**What this task involves**. Each line from the one that has "the girl's nose" through the end of the entries below must be written out exactly; leave out all other lines.

**Records from a collection**.
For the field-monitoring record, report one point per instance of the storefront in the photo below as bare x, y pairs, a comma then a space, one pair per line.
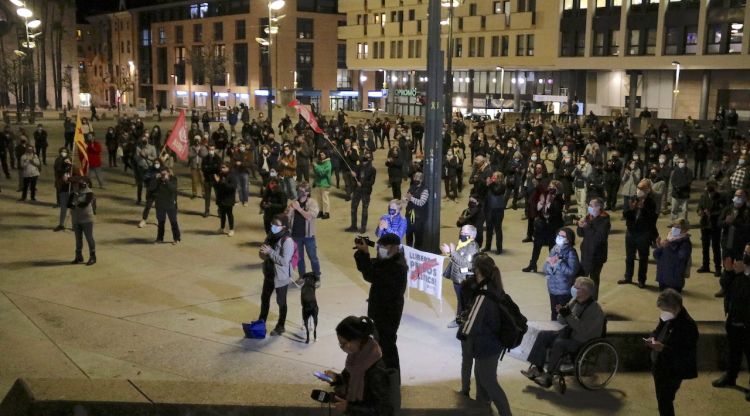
344, 100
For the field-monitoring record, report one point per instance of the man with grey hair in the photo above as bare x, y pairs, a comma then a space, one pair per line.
674, 346
579, 328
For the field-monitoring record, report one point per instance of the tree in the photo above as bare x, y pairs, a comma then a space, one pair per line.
209, 64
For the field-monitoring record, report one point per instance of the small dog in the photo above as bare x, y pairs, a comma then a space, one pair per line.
309, 306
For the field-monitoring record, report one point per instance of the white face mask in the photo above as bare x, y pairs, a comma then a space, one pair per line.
382, 252
666, 316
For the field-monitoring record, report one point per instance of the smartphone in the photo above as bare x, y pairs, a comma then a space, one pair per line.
323, 376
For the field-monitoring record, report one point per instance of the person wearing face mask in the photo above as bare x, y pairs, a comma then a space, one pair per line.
560, 269
710, 207
583, 320
594, 230
736, 284
547, 220
640, 221
322, 183
459, 266
387, 275
416, 211
210, 166
681, 180
302, 213
673, 257
164, 191
242, 162
276, 253
392, 222
143, 158
673, 348
581, 174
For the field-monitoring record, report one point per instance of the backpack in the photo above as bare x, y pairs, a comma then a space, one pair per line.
295, 255
513, 326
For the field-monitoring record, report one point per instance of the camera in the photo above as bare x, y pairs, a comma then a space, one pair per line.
322, 396
363, 239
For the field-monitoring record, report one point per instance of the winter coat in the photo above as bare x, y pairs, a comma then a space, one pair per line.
671, 262
679, 358
594, 245
560, 277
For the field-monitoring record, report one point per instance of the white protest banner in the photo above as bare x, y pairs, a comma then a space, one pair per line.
425, 271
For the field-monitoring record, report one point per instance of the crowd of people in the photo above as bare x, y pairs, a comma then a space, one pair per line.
567, 177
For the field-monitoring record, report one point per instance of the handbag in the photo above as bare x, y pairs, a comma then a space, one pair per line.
255, 329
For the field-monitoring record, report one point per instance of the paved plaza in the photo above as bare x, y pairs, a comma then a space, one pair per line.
164, 312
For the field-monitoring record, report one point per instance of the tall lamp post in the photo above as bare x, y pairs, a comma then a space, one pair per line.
676, 90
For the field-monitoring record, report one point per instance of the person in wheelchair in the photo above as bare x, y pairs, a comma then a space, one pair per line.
583, 319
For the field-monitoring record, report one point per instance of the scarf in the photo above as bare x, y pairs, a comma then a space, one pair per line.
357, 365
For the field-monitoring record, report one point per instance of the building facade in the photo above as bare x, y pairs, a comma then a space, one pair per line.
546, 53
216, 54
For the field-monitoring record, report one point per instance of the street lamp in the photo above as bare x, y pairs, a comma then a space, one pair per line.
676, 90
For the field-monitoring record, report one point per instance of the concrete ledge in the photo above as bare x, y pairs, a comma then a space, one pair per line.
41, 397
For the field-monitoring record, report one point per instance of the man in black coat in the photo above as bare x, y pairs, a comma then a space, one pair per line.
164, 190
210, 165
674, 350
364, 179
387, 277
736, 284
594, 230
640, 220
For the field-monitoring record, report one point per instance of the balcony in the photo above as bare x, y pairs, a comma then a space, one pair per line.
351, 32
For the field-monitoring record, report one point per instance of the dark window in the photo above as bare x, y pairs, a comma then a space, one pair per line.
198, 33
304, 28
304, 54
239, 30
218, 31
240, 63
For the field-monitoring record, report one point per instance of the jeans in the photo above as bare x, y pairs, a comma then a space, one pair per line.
84, 228
99, 175
265, 301
161, 218
29, 184
63, 202
666, 390
488, 389
561, 300
307, 243
226, 214
243, 186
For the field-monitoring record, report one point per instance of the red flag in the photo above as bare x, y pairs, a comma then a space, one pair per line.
178, 141
305, 112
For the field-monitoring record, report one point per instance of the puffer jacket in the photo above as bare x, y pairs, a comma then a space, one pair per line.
560, 277
461, 259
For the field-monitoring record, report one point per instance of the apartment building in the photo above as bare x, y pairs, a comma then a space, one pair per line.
304, 59
507, 52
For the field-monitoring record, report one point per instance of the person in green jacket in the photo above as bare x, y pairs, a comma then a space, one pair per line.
322, 183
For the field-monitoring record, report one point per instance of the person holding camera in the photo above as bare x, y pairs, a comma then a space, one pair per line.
363, 387
276, 253
736, 284
387, 277
82, 214
163, 189
480, 339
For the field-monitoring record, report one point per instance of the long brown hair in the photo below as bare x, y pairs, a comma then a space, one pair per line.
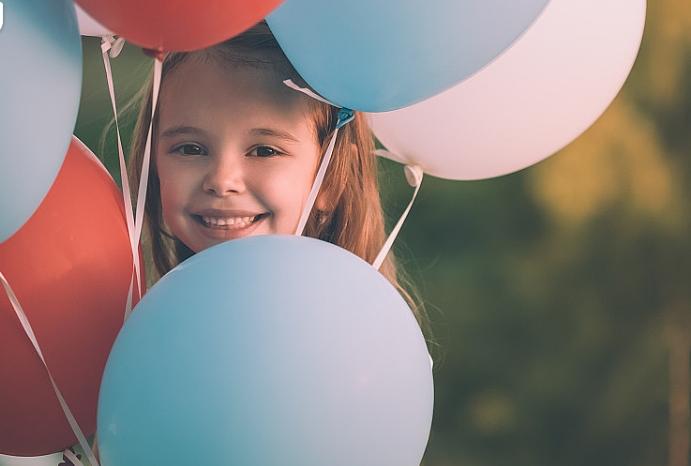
348, 211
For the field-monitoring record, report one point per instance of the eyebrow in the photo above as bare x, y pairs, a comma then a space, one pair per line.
274, 133
181, 129
267, 132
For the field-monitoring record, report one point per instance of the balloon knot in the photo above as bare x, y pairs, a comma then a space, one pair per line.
67, 458
158, 54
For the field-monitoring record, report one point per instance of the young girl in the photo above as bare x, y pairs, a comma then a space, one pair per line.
235, 152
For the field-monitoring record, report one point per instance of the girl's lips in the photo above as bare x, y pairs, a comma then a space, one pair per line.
228, 223
225, 225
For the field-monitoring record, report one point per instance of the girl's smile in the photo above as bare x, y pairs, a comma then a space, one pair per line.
236, 153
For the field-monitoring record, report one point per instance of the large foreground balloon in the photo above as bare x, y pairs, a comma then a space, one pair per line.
268, 350
536, 98
177, 25
40, 85
70, 266
377, 55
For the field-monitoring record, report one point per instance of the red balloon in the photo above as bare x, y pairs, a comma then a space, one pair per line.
180, 25
70, 266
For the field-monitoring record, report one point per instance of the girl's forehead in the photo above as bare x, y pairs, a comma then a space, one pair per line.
199, 87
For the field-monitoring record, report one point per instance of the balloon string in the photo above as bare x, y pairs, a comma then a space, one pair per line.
112, 45
413, 174
345, 115
146, 161
19, 311
316, 186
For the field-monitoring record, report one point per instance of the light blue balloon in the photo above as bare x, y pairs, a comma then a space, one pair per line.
40, 85
268, 350
376, 56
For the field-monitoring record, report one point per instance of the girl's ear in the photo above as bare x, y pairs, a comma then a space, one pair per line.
335, 180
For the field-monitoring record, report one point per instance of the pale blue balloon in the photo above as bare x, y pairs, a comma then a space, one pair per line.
268, 350
40, 85
374, 55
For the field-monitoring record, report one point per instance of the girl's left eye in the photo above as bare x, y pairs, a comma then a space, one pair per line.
264, 151
189, 149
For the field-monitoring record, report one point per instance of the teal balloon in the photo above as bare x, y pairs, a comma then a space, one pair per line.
268, 350
377, 56
40, 86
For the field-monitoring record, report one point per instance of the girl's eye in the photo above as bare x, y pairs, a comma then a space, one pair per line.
264, 151
190, 149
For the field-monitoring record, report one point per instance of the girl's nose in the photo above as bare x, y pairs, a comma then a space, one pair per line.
224, 177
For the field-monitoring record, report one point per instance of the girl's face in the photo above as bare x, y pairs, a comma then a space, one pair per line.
236, 153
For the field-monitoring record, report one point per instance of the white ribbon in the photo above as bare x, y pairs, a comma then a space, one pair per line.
108, 44
110, 48
344, 116
413, 174
63, 404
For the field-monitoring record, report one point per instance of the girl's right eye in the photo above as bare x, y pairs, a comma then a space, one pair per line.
189, 149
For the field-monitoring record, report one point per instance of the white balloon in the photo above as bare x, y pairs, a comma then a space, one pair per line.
89, 26
534, 99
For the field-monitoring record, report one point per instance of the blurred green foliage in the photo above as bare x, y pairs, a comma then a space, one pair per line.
552, 291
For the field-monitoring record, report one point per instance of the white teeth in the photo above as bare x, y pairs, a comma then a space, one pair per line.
229, 222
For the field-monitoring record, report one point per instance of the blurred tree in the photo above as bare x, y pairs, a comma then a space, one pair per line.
557, 291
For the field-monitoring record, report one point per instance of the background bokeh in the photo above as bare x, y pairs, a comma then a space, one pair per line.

**Response to the exercise**.
For the field-monitoring record, report one point per instance of the girl's nose in the photo above as bare x, y pairs, a comma then a space, one pair per line.
224, 177
For the field-monitoring record, report one point per instance of the girl's face in the photo above as bare x, y pairs, a comma then a space, one pair per line.
236, 153
For the field-monitoring record, report one point per instance of the white ribbon in the photo above as bare x, y pairs, a comma then a space, one pair per line.
108, 44
110, 48
344, 116
413, 174
63, 404
For the field-monitoring record, report one point per instance of the girl's right eye in the photo above as bare x, y pairs, a comma then a space, one pair per line.
189, 149
For the field-monitoring record, report one point per instance of the white balloon in the photo above as bare x, y pairs, a comma then a space, one pair per line.
89, 26
534, 99
For the field-monitoring record, report one point per instance of the blurred green foliage in the photo above as bare x, y pairs, a comma then a space, one pair per line.
552, 291
For the field-monitoring record, report one point per instance of the white teeth in the photo above as bare x, y pairs, a comma then a space, one pair per line.
229, 222
For the field-monitoring record, report one point per instance of the blurred tree in the photo above as bare x, y pairs, a comma then a space, one pair per line.
557, 291
For the field-monitoring record, report one point per instance of the background bokeh in the photo above as bare x, y pairs, a comma then a space, one pair per line.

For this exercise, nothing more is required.